* TASK DETAILS:
Print the items below word for word, beginning at the line that contains "where the flag" and ending after the line that contains "[[549, 283, 563, 300]]", both lines included.

= = =

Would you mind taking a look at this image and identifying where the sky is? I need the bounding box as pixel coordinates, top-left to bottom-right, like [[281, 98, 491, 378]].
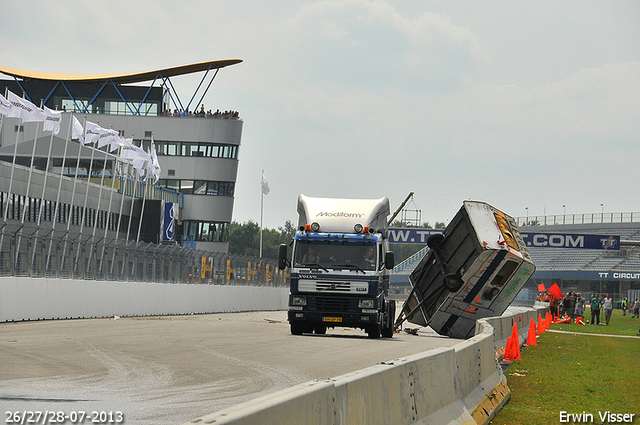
[[0, 0, 640, 229]]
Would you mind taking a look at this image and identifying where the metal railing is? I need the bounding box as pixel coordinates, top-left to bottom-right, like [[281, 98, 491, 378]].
[[0, 229, 288, 286], [515, 212, 640, 226]]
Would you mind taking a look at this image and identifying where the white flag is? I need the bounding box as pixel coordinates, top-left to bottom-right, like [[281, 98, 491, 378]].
[[71, 115, 85, 145], [84, 121, 120, 148], [42, 106, 62, 134], [262, 173, 271, 195], [7, 91, 46, 122], [109, 137, 133, 152], [0, 94, 13, 117], [151, 136, 162, 184], [120, 139, 151, 176]]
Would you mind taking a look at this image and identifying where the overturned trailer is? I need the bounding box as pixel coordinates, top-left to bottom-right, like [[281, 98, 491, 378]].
[[395, 201, 535, 339]]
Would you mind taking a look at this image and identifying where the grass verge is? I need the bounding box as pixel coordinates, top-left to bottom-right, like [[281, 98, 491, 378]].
[[491, 311, 640, 425]]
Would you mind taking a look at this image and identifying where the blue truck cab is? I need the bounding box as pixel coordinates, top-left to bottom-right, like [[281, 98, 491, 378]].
[[278, 195, 395, 338]]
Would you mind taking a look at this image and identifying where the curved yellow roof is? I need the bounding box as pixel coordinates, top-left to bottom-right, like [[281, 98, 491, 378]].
[[0, 59, 242, 84]]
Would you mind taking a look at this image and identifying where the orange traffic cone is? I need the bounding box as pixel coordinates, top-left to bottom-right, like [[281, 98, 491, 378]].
[[502, 337, 521, 362], [504, 323, 521, 362], [527, 317, 542, 345], [531, 313, 544, 334]]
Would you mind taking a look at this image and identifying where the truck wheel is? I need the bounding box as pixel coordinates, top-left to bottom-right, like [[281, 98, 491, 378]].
[[382, 300, 396, 338], [291, 322, 304, 335], [444, 273, 464, 292], [313, 325, 327, 335], [367, 325, 380, 339], [427, 233, 444, 249]]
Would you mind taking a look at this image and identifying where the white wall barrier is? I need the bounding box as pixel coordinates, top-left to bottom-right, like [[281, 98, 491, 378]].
[[0, 277, 289, 322], [185, 309, 539, 425]]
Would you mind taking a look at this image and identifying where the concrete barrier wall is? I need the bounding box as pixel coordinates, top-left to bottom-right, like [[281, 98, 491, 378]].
[[185, 309, 538, 425], [0, 277, 289, 322]]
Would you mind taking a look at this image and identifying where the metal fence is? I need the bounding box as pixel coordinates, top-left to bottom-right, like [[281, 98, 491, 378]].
[[0, 228, 288, 286], [515, 212, 640, 226]]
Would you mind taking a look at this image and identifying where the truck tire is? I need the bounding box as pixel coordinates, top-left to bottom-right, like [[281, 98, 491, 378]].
[[313, 324, 327, 335], [427, 233, 444, 249], [367, 325, 380, 339], [444, 273, 464, 292], [382, 300, 396, 338], [291, 322, 304, 335]]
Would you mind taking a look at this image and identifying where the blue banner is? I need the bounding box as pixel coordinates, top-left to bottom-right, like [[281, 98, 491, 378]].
[[389, 227, 442, 245], [389, 227, 620, 250], [521, 233, 620, 250]]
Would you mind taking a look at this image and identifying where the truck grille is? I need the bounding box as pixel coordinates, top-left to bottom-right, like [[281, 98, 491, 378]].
[[307, 297, 358, 313]]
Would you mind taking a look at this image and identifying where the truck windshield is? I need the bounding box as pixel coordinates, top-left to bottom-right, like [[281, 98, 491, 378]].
[[293, 241, 378, 271]]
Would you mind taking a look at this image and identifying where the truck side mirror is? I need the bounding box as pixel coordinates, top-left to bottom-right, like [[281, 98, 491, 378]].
[[384, 251, 396, 270], [278, 244, 288, 270]]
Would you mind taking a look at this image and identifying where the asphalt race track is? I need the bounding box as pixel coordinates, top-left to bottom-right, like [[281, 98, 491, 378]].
[[0, 311, 459, 424]]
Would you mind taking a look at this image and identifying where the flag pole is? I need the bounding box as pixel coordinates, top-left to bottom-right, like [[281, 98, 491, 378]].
[[259, 170, 264, 258]]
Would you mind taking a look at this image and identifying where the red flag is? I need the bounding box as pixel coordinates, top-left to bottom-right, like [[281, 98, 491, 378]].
[[549, 283, 563, 300]]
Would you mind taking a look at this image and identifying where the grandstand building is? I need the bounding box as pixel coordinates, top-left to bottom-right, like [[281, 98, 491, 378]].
[[390, 213, 640, 301], [520, 219, 640, 299], [0, 59, 243, 253]]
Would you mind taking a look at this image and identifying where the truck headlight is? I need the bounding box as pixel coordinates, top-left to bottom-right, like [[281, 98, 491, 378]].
[[291, 297, 307, 305], [358, 300, 374, 308]]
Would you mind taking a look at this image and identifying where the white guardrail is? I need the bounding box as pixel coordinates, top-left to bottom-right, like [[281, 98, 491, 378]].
[[0, 277, 289, 322], [185, 306, 543, 425]]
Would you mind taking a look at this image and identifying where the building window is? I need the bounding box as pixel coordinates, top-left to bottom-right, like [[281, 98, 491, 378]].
[[155, 140, 238, 159], [156, 181, 235, 196], [183, 220, 229, 242]]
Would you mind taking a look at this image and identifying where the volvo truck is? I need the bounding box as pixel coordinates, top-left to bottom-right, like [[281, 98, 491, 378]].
[[278, 195, 396, 338], [395, 201, 536, 339]]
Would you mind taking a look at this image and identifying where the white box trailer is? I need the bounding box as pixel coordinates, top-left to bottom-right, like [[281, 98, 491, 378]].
[[395, 201, 535, 339], [278, 195, 396, 338]]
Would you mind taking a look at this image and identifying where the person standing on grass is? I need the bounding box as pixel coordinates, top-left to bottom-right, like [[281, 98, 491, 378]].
[[548, 292, 558, 317], [590, 294, 602, 325], [574, 292, 586, 318], [602, 294, 613, 326]]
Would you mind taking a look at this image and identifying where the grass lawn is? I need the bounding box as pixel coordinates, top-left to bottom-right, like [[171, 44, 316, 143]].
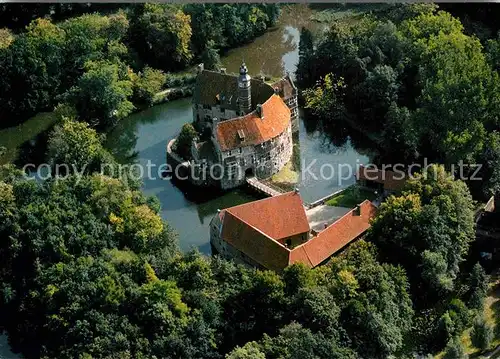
[[326, 185, 376, 208]]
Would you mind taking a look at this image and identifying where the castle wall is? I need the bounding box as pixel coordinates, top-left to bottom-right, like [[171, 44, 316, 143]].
[[193, 104, 238, 129]]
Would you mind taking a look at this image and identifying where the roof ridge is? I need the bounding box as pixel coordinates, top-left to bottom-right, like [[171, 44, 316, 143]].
[[292, 199, 376, 253], [225, 210, 291, 252], [225, 191, 302, 211]]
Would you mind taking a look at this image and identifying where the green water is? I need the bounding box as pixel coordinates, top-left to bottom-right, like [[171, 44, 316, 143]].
[[0, 5, 368, 253]]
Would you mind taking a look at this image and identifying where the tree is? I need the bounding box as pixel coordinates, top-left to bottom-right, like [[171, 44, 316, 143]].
[[130, 4, 193, 71], [226, 342, 266, 359], [261, 323, 356, 359], [468, 263, 489, 310], [175, 123, 198, 159], [0, 19, 65, 121], [60, 11, 129, 90], [65, 61, 134, 128], [201, 40, 221, 71], [47, 119, 103, 173], [327, 241, 413, 358], [443, 337, 465, 359], [295, 27, 314, 87], [369, 165, 474, 304], [134, 67, 167, 106], [0, 28, 14, 49], [470, 317, 493, 350]]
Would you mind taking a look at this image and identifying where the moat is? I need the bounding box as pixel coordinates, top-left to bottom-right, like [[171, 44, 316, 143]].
[[0, 5, 368, 254]]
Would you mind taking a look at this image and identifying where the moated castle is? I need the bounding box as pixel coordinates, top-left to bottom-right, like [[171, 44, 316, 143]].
[[170, 63, 298, 189]]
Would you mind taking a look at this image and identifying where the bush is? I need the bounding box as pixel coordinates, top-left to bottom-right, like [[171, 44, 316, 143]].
[[443, 337, 465, 359], [470, 317, 493, 350], [134, 67, 167, 106]]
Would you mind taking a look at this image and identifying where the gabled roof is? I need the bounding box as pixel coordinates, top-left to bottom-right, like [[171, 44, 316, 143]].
[[357, 166, 406, 191], [222, 211, 290, 272], [193, 70, 238, 110], [220, 192, 376, 271], [216, 95, 290, 151], [227, 192, 309, 243], [290, 200, 377, 267]]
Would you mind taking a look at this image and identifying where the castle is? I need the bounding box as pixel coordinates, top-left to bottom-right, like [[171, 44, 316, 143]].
[[210, 191, 376, 272], [186, 63, 298, 189]]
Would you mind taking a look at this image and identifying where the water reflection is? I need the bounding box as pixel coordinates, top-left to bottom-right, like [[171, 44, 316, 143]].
[[106, 5, 368, 253]]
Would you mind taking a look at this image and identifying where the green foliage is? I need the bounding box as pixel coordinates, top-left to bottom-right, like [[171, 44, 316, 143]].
[[0, 169, 180, 358], [201, 40, 221, 71], [0, 4, 279, 129], [468, 263, 489, 311], [183, 4, 279, 54], [470, 317, 493, 350], [65, 61, 134, 128], [174, 123, 198, 159], [443, 337, 465, 359], [133, 67, 167, 106], [130, 4, 193, 70], [297, 5, 500, 199], [226, 342, 266, 359], [0, 19, 65, 121], [0, 28, 14, 49], [369, 166, 474, 305], [47, 120, 103, 172]]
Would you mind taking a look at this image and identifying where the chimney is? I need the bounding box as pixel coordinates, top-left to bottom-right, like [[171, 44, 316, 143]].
[[256, 103, 264, 119], [352, 204, 361, 216]]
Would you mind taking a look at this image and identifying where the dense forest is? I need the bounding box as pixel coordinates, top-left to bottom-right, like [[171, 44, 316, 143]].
[[0, 4, 500, 359], [297, 4, 500, 199], [0, 4, 279, 129]]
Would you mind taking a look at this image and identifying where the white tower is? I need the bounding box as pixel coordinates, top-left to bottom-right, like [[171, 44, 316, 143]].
[[238, 62, 252, 114]]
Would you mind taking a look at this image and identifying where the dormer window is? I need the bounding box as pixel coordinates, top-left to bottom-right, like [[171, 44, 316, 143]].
[[238, 130, 245, 142]]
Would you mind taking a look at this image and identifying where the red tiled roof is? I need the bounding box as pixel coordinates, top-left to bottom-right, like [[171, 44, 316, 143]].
[[271, 75, 297, 100], [227, 192, 309, 242], [357, 166, 406, 191], [222, 210, 290, 271], [222, 192, 376, 271], [216, 95, 290, 151], [290, 200, 377, 267]]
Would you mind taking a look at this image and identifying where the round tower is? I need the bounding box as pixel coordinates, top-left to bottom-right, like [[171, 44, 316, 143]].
[[238, 62, 252, 114]]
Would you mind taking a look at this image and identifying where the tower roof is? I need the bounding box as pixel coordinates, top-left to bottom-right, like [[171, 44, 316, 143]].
[[216, 95, 290, 151], [240, 62, 248, 75]]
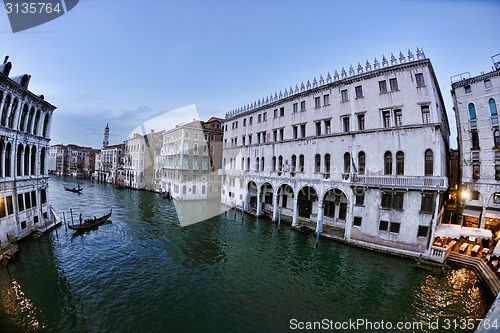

= = =

* FINAL RESULT:
Would you mind taking a look at this image and identifying where the flag pole is? I need the bounding box as pixel coordinates, top-left to bottom-right, like [[281, 98, 491, 378]].
[[259, 170, 264, 258]]
Would you mind taking a look at this image and identifying where the red flag is? I need the bounding box as pixel coordinates, top-left to bottom-right, like [[281, 98, 491, 378]].
[[549, 283, 563, 300]]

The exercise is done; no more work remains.